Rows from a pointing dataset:
<<<<

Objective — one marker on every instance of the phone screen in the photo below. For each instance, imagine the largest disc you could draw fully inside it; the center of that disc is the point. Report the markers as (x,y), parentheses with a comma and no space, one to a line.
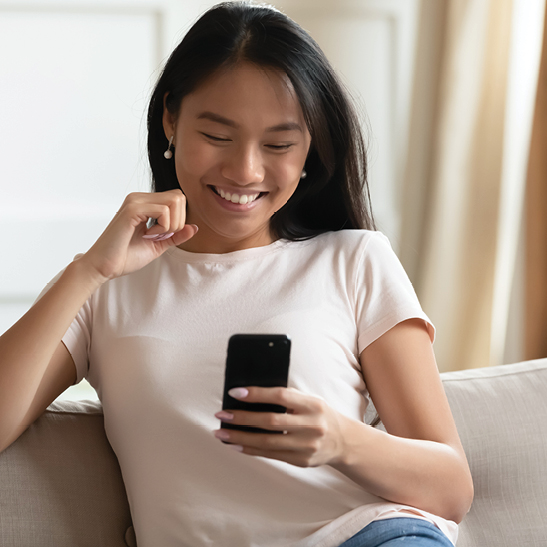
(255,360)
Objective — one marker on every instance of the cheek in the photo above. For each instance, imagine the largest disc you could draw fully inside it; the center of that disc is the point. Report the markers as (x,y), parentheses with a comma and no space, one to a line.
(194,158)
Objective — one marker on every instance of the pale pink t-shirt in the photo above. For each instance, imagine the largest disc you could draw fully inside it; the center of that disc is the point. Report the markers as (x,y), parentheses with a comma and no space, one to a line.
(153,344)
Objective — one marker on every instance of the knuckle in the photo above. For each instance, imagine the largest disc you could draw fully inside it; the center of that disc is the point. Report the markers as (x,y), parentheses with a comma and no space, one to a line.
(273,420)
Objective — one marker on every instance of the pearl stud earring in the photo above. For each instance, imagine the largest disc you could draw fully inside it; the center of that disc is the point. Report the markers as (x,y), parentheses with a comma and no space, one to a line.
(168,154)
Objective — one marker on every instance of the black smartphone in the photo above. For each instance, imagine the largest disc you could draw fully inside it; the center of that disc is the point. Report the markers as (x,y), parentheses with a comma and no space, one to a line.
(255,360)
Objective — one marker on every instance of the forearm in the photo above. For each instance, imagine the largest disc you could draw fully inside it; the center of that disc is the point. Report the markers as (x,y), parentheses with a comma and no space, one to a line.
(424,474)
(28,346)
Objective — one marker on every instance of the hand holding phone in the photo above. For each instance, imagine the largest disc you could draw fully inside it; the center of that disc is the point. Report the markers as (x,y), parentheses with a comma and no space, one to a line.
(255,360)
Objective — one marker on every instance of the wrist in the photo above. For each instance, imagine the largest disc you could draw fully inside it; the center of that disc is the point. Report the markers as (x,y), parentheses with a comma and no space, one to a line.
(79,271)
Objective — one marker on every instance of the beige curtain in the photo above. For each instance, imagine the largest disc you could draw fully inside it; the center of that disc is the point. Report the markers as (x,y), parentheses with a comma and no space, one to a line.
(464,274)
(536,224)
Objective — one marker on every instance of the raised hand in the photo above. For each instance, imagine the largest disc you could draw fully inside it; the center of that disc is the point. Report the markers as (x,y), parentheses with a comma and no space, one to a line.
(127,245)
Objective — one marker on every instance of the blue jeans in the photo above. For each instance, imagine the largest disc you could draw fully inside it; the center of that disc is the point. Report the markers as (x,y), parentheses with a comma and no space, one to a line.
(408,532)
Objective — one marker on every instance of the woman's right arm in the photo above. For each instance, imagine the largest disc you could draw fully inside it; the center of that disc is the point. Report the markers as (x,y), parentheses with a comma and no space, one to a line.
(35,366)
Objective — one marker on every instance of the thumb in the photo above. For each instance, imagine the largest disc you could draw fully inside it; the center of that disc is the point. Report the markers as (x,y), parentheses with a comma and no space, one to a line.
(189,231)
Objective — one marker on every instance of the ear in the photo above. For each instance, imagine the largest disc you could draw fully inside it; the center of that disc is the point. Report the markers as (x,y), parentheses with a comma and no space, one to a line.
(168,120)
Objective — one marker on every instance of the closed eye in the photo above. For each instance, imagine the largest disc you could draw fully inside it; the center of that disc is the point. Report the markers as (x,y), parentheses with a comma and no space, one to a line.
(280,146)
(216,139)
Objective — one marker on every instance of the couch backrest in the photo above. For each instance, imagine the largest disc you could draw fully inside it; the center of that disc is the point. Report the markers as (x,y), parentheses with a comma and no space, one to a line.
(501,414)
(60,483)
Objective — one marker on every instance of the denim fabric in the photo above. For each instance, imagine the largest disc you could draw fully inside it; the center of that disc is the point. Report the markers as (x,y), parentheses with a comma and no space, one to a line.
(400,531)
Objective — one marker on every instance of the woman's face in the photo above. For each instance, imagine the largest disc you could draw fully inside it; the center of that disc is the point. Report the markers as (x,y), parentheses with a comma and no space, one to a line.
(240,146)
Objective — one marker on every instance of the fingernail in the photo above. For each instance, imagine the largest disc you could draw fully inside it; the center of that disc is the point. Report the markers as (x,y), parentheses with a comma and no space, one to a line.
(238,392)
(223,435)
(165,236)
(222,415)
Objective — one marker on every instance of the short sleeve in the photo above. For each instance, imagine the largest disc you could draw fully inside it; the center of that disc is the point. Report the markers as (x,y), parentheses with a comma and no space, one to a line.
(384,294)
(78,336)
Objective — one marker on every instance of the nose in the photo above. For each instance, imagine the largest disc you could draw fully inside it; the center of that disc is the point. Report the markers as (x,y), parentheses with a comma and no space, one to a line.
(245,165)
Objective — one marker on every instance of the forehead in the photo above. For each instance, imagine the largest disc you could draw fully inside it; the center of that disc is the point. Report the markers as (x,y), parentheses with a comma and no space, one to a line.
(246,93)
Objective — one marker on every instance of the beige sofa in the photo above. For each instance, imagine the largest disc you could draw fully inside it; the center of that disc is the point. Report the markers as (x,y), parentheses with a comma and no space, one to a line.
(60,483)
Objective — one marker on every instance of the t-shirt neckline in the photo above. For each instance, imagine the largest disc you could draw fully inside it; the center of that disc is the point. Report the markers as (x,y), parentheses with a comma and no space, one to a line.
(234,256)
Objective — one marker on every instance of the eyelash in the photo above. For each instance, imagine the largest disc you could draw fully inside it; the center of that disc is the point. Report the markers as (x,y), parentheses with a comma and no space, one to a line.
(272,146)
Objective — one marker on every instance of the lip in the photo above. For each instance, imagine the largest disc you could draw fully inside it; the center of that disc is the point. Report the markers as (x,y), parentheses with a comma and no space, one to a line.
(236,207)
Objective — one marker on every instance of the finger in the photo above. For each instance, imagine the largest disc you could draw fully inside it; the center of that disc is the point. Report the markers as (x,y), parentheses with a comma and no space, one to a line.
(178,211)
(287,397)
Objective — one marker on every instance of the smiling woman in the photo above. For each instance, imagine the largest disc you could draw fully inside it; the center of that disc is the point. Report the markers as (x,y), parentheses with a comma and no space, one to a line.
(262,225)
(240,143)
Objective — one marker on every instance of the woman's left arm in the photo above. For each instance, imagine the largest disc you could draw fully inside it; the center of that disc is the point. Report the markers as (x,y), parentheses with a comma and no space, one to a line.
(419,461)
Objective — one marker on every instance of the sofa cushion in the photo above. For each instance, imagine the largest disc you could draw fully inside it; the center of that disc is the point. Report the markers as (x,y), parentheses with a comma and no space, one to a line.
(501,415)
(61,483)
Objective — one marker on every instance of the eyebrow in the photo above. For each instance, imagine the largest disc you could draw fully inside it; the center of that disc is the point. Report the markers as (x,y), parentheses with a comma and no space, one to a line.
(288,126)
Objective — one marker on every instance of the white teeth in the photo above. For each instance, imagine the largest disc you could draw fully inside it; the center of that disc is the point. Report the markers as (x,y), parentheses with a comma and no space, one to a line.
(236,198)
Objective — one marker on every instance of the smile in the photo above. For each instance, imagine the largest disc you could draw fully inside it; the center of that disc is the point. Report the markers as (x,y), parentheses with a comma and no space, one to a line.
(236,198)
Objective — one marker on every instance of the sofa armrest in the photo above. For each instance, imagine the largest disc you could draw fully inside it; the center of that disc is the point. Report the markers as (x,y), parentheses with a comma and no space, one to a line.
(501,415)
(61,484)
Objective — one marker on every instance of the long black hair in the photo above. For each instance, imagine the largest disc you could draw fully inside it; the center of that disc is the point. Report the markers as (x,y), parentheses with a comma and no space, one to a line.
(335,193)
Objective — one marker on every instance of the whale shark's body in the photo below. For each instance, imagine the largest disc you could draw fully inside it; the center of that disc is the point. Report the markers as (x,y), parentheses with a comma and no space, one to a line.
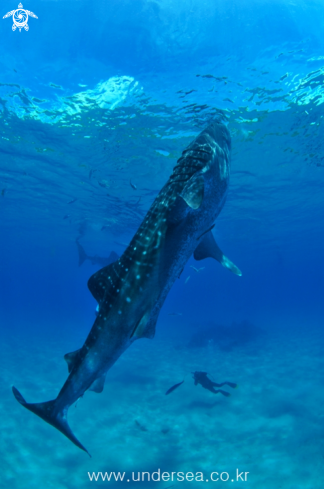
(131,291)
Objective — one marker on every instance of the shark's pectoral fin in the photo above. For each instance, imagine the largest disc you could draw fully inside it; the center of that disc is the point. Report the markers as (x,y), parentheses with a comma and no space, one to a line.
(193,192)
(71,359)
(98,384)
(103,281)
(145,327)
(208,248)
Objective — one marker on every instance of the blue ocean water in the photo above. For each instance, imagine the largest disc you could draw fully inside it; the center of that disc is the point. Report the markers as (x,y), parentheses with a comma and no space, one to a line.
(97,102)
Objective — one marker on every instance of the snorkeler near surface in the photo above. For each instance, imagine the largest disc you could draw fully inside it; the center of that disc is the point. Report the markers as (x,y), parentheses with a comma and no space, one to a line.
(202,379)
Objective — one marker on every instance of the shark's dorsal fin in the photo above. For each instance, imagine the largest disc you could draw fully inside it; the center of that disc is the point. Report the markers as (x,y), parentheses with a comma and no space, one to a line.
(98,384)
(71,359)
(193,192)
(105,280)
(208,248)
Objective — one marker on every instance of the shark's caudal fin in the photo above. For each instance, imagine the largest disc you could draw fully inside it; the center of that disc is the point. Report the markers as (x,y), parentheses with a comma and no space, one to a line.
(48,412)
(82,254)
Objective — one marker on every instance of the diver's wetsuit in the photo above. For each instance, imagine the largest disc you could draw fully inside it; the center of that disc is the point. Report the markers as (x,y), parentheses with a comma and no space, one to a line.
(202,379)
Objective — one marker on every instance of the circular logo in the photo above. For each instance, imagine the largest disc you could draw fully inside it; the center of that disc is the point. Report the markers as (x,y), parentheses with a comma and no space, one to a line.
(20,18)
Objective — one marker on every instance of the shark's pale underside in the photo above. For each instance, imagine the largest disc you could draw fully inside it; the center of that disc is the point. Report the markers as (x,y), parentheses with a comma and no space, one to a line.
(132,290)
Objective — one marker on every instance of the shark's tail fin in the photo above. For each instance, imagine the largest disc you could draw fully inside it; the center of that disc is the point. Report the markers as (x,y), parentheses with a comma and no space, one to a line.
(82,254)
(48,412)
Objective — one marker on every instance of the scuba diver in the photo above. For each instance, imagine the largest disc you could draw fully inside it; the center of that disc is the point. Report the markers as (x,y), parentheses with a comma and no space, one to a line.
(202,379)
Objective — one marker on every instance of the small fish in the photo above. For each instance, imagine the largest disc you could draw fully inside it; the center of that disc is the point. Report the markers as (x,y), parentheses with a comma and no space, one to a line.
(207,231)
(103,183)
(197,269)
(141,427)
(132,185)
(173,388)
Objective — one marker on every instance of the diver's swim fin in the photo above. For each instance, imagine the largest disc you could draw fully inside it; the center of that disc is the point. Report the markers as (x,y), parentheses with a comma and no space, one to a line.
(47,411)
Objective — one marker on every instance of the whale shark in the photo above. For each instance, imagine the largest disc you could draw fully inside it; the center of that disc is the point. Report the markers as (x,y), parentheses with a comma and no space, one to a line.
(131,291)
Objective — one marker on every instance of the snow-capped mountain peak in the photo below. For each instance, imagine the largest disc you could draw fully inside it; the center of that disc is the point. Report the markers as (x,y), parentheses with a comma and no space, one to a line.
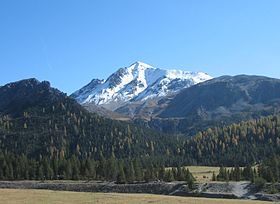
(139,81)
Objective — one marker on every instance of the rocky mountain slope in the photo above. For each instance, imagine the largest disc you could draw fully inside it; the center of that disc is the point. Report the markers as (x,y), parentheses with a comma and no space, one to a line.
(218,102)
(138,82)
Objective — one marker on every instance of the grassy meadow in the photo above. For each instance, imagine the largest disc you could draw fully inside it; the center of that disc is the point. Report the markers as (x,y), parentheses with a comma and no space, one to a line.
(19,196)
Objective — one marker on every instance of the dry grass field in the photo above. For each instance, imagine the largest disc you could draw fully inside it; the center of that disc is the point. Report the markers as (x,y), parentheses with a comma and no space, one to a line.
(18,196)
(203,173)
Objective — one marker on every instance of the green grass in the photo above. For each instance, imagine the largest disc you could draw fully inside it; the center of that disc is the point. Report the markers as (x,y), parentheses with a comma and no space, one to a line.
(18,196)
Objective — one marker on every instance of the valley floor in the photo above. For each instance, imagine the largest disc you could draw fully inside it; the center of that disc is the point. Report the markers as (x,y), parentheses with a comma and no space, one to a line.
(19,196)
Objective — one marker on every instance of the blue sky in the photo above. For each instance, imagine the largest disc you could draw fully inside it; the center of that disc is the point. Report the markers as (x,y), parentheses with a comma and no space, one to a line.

>>>>

PROMPT
Starting with the line that contains "Objective — one marker on every instance of the green", write out each line through the end of the listing, exactly as it appears, and include nothing else.

EXPECTED ANSWER
Objective — one marker on every instance of the green grass in the photo above. For each instance, imagine the largest disc you could draw fully inside it; the center of that disc is the point. Report the markers as (x,y), parentheses with a comma and no space, one to a line.
(18,196)
Objective — one marker on every instance of the valley floor in the photo above. For each instance, imagine the largest disc you could draw fully inside it; the center of that disc is the point. Report the markers as (x,y), parentheses with a comma and no space, one to a line.
(19,196)
Objective — one marker on every instance of the blue sky in the photo above. For each instance, imagine the largest disc you could draw fully inside it; the center of that disc is the point. Report the markers as (x,y), parentheses with a comma and no space, one to a line.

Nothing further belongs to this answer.